#### [Your objective]
Scale the material from its start up to and including the line with "top-left (0, 505), bottom-right (1350, 896)". Write all of those lines out again, multiplying only the coordinates in the answers by 0.45 and rounding to whole numbers with halves going up, and leave the pictures out.
---------------
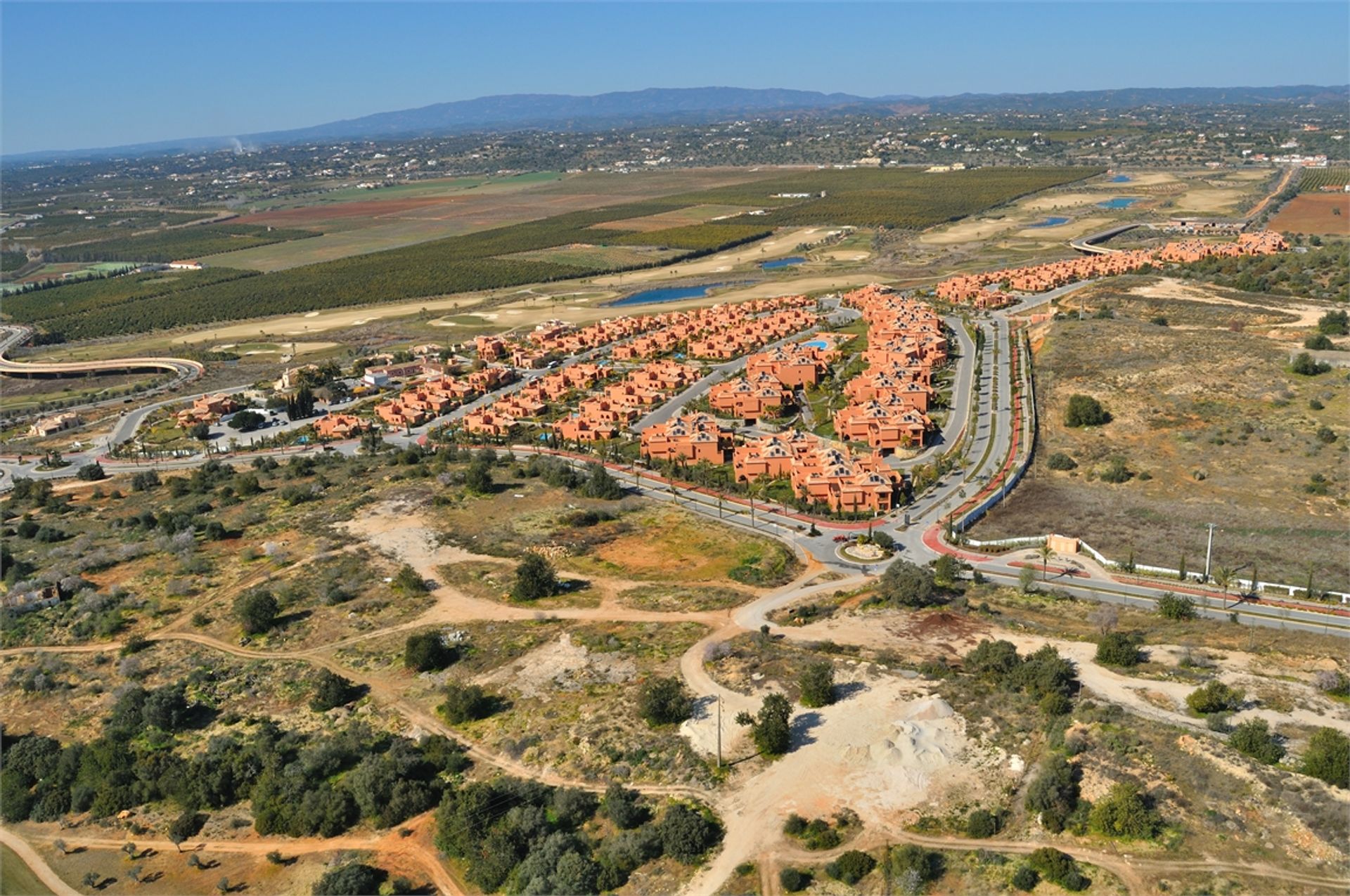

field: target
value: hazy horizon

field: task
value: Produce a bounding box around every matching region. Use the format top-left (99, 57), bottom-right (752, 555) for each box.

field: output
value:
top-left (0, 3), bottom-right (1350, 154)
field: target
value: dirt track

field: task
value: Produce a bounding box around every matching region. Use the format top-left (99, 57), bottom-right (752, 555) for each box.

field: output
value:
top-left (0, 505), bottom-right (1350, 896)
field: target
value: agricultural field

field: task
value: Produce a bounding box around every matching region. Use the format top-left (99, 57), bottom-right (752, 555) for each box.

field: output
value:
top-left (593, 205), bottom-right (753, 231)
top-left (4, 205), bottom-right (216, 251)
top-left (1299, 167), bottom-right (1350, 193)
top-left (1271, 193), bottom-right (1350, 236)
top-left (207, 169), bottom-right (772, 271)
top-left (8, 169), bottom-right (1095, 335)
top-left (4, 267), bottom-right (255, 340)
top-left (503, 240), bottom-right (681, 271)
top-left (46, 221), bottom-right (317, 264)
top-left (973, 280), bottom-right (1350, 588)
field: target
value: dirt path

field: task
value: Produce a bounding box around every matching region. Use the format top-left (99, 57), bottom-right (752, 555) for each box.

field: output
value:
top-left (1247, 167), bottom-right (1299, 220)
top-left (11, 812), bottom-right (465, 896)
top-left (0, 827), bottom-right (79, 896)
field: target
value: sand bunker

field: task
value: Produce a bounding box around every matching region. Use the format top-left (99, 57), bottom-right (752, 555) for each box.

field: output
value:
top-left (478, 632), bottom-right (637, 701)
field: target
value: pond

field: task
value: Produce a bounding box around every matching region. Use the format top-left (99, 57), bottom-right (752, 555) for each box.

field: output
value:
top-left (610, 283), bottom-right (745, 305)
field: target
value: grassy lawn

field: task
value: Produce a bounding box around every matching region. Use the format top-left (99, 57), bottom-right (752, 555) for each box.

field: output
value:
top-left (565, 506), bottom-right (797, 585)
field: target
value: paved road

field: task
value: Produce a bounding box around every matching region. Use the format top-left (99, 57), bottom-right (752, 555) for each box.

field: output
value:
top-left (0, 324), bottom-right (205, 410)
top-left (0, 282), bottom-right (1350, 637)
---------------
#### [Output for this exercise]
field: target
value: hazy horizon

field: task
value: Produce a bounding box around every matching region. Use the format top-left (99, 57), bottom-right (752, 555) for each box.

field: output
value:
top-left (0, 1), bottom-right (608, 69)
field: target
value: dirt track

field: task
value: Produce a bounding box around every matching region. Use the format top-left (99, 57), bottom-right (752, 555) for each box.

field: output
value:
top-left (0, 227), bottom-right (608, 403)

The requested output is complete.